* **Exercise directions**
Find every line in the material below that contains the word "white" and copy each of those lines.

* **Records provided**
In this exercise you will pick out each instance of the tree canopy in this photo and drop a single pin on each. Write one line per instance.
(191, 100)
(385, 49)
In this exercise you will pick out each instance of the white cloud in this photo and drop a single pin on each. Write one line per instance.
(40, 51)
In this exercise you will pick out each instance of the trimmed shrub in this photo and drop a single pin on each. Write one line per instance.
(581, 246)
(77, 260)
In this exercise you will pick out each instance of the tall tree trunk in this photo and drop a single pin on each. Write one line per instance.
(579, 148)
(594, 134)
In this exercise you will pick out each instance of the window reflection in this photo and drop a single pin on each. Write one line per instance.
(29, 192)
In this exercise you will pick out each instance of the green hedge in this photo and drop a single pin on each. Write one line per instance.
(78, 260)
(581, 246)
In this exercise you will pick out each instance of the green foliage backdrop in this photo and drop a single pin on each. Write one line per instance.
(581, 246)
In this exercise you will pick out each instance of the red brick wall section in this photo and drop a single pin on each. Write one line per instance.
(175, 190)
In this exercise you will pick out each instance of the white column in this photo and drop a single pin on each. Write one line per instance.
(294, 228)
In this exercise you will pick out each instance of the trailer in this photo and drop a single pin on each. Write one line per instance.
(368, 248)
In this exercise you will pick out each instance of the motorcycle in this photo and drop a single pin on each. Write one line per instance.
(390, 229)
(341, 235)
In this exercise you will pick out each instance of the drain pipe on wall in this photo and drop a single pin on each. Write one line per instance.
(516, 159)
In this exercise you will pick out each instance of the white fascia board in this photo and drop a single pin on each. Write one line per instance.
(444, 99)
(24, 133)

...

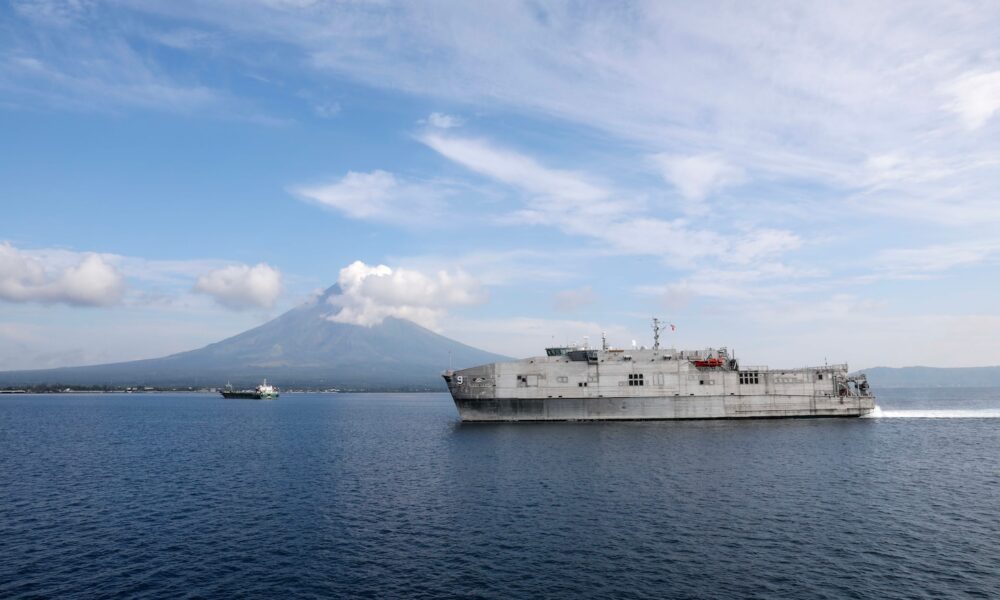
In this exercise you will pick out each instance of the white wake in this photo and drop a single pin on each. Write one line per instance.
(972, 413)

* **Exercise answer**
In this exercise you will pick out each instance of the white cloud in this photo and drop a single pin on each. Write one line per instance.
In this exercise you will pick out each instance of the white column in this photo and drop a single pin on each. Write one line per instance.
In this exercise you will pick out each instance of the white fascia board in this photo and drop a single pin on each. Write one line per instance.
In this exercise you will pick out each instance of the white wake in this photo and drop a single pin on each. Write one line per instance.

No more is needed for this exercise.